- [TEXTO SELECCIONADO]
===

Luego hay otros individuos que admiran debidamente los preceptos del Evangelio, y nunca se sienten tan felices como cuando se enteran de que reciben su debido cumplimiento, como, en verdad, deberían recibirlo; pero, después de todo, los mandamientos de nuestro Señor no son nuestro Señor mismo, y derivan su valor para nosotros y su poder para que los obedezcamos del hecho de que son Sus palabras, y de que Él dijo: “Si me amáis, guardad mis mandamientos”. Nosotros conocemos la verdad de Su declaración: “El que me ama, mi palabra guardará”, pero tiene que haber un amor personal para comenzar.

===

- [DATOS PROPORCIONADOS]
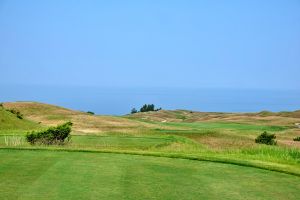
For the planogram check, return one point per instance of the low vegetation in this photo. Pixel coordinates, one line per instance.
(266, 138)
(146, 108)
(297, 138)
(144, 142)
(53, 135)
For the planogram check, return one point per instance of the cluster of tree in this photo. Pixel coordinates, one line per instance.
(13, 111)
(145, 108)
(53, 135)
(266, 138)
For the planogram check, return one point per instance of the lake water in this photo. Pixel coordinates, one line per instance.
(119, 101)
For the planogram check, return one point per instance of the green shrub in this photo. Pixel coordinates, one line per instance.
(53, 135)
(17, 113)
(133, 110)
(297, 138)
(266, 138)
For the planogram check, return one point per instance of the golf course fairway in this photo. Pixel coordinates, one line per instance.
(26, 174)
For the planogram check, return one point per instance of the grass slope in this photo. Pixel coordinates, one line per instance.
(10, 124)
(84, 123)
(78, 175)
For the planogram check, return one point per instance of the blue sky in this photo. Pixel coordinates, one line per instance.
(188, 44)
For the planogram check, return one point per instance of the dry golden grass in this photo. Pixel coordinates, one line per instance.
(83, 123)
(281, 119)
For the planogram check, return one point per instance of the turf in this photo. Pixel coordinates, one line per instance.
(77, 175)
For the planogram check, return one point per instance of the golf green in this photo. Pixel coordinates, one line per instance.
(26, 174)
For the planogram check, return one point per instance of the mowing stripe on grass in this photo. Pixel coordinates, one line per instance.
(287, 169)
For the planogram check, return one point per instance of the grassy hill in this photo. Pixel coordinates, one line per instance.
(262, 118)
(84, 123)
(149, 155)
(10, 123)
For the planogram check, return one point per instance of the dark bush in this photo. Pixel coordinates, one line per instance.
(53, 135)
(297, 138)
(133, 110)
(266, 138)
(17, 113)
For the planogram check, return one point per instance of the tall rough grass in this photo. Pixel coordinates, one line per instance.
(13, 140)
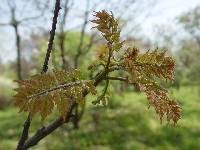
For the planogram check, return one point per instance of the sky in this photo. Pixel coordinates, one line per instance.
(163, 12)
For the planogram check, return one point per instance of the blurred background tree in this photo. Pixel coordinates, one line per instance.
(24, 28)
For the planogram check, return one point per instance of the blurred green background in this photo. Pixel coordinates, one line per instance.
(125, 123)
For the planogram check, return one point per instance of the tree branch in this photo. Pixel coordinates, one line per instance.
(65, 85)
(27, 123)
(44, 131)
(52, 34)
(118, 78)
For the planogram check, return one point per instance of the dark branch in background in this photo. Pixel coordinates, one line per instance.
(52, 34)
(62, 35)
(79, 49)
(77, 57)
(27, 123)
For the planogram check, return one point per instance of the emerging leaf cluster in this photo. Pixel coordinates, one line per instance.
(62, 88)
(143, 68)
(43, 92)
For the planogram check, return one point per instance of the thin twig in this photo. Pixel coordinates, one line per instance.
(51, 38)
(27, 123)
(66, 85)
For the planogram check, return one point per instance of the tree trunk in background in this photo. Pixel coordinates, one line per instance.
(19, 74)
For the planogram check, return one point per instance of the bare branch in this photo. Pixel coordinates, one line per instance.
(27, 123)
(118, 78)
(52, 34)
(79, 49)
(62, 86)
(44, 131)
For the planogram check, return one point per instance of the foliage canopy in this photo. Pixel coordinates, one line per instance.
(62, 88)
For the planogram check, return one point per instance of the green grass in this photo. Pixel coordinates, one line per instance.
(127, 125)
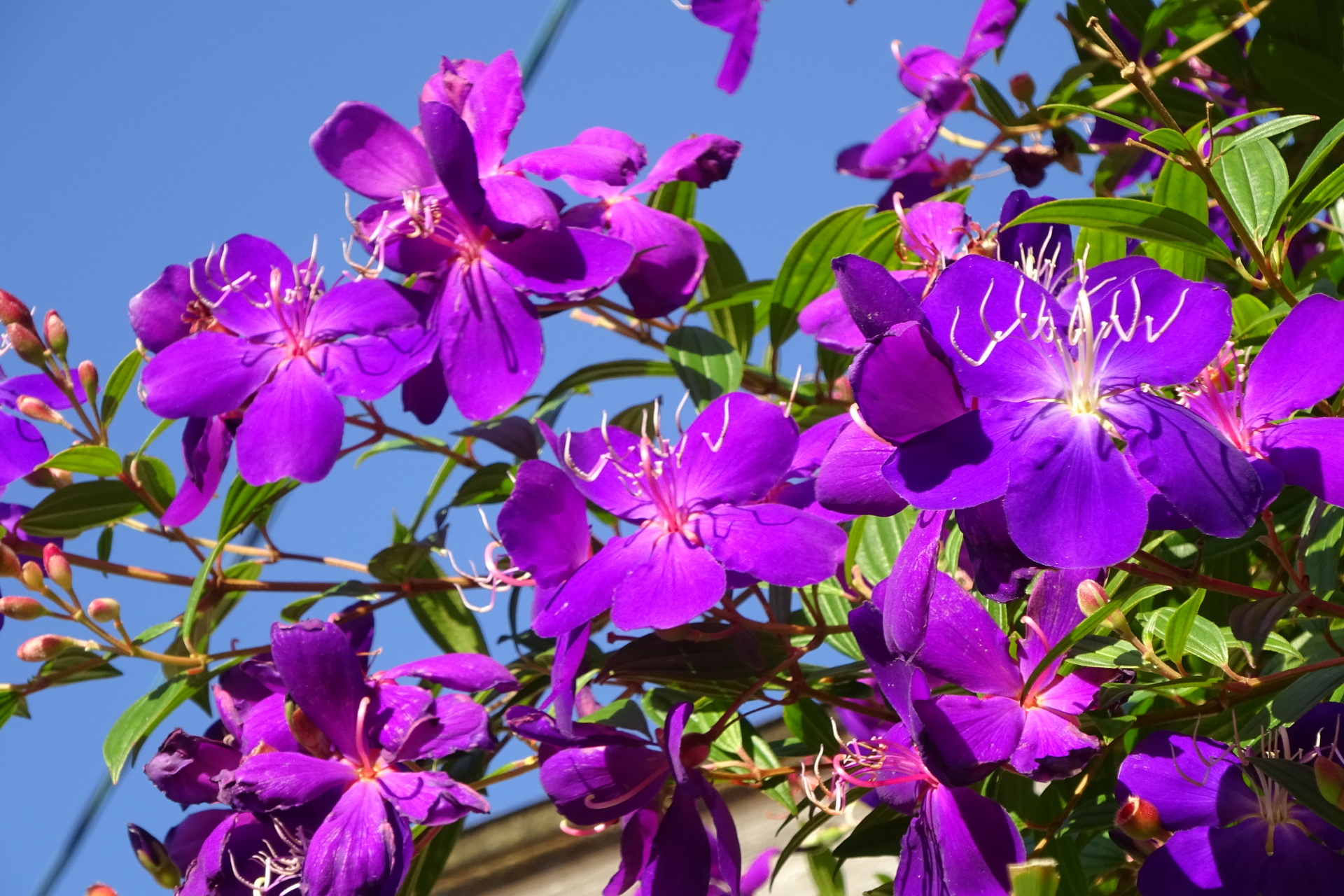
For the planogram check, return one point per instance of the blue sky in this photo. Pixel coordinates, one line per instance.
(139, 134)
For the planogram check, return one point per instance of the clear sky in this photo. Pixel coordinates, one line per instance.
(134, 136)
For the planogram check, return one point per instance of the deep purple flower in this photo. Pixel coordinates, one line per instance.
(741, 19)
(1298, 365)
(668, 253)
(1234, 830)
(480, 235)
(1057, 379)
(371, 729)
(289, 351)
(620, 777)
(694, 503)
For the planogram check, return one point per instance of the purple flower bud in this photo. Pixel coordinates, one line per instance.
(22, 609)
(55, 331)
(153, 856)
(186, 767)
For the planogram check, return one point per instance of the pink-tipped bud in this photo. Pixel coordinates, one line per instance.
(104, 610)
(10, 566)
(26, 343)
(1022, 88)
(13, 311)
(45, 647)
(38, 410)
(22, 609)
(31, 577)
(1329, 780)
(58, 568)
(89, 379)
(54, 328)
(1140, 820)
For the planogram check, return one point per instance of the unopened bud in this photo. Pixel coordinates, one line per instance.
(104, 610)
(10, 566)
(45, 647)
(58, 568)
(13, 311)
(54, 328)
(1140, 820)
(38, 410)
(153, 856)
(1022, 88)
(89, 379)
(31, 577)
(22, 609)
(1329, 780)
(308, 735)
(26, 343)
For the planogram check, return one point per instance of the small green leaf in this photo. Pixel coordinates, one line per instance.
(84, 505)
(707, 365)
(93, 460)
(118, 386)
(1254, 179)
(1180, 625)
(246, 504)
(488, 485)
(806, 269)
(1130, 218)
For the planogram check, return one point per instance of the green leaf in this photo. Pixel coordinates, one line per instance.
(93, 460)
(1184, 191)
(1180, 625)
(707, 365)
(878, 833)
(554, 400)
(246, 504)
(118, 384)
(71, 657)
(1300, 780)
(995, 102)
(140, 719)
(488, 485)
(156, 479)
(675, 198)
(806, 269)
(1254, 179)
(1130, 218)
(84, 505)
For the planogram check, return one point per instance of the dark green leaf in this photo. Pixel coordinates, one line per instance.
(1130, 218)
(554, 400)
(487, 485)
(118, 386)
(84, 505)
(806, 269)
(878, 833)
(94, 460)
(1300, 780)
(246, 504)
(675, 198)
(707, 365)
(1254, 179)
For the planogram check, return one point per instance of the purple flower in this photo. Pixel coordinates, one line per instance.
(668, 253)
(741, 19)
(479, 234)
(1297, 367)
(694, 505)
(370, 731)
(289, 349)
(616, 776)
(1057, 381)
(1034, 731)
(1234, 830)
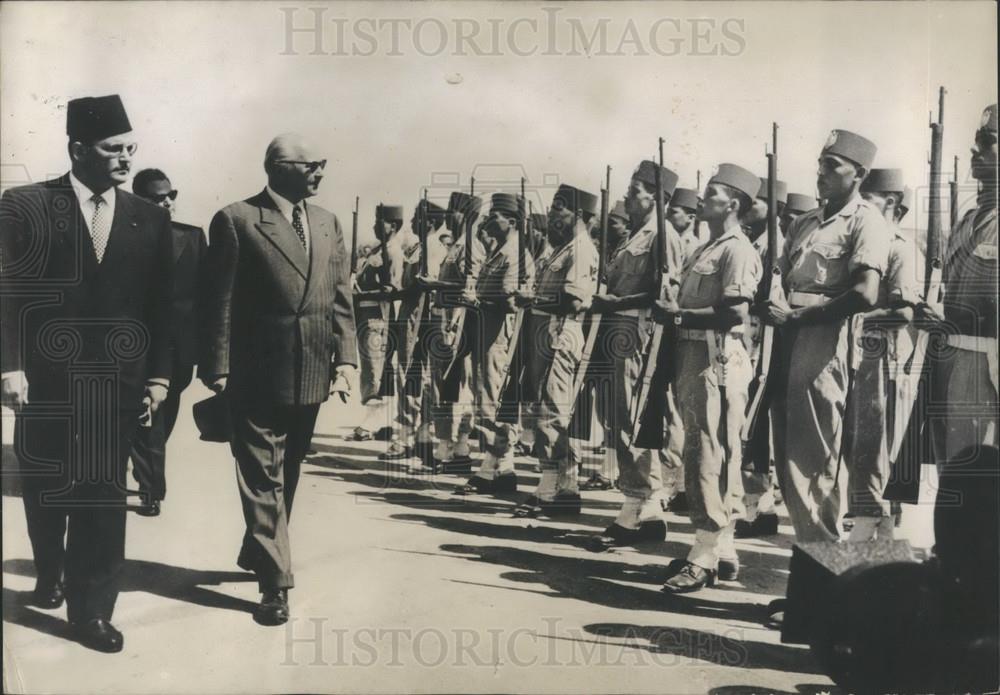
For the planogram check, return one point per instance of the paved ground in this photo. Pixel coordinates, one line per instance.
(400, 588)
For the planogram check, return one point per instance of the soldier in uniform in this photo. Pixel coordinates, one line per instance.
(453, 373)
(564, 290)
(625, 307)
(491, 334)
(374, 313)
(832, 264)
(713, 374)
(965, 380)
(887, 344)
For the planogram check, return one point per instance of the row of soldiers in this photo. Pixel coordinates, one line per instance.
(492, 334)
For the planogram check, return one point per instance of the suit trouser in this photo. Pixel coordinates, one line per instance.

===

- [TAREA PENDIENTE] Indica con sí o no si cada afirmación concuerda con el texto seleccionado y cita literalmente las palabras del texto que lo deciden. (a) Los mandamientos de nuestro Señor no son nuestro Señor mismo. (b) Para comenzar basta con admirar los preceptos del Evangelio. (c) Los mandamientos obtienen su valor para nosotros de que son las palabras del Señor.

- [SOLUCIÓN PROPUESTA]
(a) Sí: "los mandamientos de nuestro Señor no son nuestro Señor mismo".
(b) No: "tiene que haber un amor personal para comenzar".
(c) Sí: "derivan su valor para nosotros y su poder para que los obedezcamos del hecho de que son Sus palabras".